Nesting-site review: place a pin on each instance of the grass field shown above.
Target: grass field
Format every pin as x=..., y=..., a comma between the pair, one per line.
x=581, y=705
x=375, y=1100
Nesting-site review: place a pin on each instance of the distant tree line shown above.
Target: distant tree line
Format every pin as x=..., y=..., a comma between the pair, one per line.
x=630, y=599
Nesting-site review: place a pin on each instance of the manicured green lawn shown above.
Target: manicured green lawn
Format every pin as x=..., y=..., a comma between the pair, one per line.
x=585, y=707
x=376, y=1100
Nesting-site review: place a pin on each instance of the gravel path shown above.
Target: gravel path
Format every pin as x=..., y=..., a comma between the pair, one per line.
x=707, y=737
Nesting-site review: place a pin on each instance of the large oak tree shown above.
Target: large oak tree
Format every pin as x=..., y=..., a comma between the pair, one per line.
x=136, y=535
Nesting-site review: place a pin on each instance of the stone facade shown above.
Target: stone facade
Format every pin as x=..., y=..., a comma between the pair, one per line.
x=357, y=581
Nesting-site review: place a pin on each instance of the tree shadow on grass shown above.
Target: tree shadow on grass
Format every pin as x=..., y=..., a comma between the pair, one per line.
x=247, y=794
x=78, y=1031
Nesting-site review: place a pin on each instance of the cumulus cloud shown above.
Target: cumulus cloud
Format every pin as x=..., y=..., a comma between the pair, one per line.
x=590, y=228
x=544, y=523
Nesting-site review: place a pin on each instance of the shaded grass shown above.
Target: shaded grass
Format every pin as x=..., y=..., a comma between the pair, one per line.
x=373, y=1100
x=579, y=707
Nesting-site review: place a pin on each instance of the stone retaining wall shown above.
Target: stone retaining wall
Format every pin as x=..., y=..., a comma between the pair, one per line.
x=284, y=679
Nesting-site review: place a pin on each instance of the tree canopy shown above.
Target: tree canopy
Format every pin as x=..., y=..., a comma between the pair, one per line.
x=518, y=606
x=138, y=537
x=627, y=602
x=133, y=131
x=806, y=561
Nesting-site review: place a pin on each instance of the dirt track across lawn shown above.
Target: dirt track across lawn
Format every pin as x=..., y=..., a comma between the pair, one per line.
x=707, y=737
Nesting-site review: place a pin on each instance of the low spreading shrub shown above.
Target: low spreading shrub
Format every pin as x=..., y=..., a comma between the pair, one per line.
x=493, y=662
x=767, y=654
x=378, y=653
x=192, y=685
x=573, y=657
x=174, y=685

...

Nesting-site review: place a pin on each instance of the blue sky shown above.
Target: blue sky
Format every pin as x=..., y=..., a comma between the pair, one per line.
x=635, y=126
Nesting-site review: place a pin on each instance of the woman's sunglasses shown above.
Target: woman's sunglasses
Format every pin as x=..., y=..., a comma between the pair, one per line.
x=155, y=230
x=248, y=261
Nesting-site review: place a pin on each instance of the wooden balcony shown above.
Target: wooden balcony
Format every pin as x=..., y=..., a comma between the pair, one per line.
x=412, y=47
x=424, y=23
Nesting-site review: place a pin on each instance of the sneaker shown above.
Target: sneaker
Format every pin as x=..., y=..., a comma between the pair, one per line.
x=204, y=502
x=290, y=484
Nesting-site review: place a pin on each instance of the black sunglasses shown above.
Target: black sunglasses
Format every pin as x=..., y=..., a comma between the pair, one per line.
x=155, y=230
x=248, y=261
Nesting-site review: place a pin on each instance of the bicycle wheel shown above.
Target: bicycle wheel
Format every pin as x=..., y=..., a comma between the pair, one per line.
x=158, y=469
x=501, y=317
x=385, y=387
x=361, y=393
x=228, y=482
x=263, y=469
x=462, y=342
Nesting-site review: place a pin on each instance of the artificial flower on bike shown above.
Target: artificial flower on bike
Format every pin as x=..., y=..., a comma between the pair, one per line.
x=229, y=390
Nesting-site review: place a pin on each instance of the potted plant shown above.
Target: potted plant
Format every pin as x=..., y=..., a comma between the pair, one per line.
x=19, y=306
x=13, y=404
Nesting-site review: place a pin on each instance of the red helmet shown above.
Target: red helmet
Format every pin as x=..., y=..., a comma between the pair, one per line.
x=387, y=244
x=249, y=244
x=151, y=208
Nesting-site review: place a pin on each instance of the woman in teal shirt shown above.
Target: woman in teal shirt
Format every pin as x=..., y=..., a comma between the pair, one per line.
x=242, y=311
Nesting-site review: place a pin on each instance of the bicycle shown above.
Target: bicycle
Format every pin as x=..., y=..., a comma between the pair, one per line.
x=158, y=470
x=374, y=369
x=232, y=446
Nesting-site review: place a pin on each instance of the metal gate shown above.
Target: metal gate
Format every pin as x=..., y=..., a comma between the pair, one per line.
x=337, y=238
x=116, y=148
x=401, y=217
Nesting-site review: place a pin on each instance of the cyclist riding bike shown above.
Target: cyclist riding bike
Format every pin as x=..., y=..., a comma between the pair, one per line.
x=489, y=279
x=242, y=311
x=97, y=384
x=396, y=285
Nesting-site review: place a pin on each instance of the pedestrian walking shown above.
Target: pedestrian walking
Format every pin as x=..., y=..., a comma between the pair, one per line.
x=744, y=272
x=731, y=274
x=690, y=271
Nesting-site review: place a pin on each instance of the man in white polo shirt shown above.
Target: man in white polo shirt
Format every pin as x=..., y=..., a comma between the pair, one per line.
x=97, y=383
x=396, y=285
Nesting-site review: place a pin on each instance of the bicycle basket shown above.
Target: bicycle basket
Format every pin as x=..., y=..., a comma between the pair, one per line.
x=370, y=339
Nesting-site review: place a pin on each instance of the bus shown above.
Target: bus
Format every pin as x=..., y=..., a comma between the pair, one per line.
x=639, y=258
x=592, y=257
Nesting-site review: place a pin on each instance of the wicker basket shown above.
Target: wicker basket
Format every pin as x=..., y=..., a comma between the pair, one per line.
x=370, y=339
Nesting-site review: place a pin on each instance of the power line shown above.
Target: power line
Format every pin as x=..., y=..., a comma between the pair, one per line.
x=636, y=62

...

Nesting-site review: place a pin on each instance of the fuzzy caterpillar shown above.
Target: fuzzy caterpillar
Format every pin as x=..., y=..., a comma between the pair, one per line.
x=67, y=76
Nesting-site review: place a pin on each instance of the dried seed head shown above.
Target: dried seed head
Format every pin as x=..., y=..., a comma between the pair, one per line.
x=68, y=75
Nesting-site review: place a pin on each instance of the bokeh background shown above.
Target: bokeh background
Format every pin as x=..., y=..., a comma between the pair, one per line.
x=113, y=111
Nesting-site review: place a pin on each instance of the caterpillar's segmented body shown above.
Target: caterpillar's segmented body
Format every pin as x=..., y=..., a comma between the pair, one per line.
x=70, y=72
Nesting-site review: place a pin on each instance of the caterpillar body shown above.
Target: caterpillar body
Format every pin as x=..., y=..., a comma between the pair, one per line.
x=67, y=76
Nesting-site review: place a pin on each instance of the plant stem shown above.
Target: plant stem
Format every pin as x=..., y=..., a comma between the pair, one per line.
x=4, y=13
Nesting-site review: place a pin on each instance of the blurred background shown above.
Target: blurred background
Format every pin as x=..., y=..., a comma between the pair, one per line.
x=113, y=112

• **DIRECTION**
Please give the records again from the line containing "Nesting-site review: place a pin on each instance of the grass" through the line containing "x=357, y=581", swapping "Target" for "Object" and changing nothing else.

• **EXERCISE OUTPUT**
Nesting-site review: place a pin on each instance of the grass field shown above.
Object: grass field
Format every pin as x=..., y=..., a comma between the pair, one per line.
x=581, y=705
x=375, y=1100
Nesting-site review: place a pin on each instance of the distant tree line shown above.
Object: distant tree line
Format every pin as x=..., y=..., a comma between the pair, one per line.
x=630, y=599
Nesting-site review: place a pin on each instance of the manicured green lawn shown above.
Object: manicured green lawn
Format every pin as x=..., y=..., a comma between the pair, one per line.
x=585, y=707
x=376, y=1100
Nesting-site review: place a pin on each instance of the gravel path shown above.
Object: gravel path
Format every pin as x=..., y=..., a comma between the pair, one per line.
x=707, y=737
Nesting-site review: place a pin on each instance of the large oak tree shown above.
Object: large oak tree
Format every pin as x=..., y=..., a comma between the pair, one per line.
x=136, y=535
Nesting-site review: place a pin on each instance of the stone facade shown above.
Object: stone facade
Format every pin as x=..., y=..., a comma between the pair, one per line.
x=357, y=581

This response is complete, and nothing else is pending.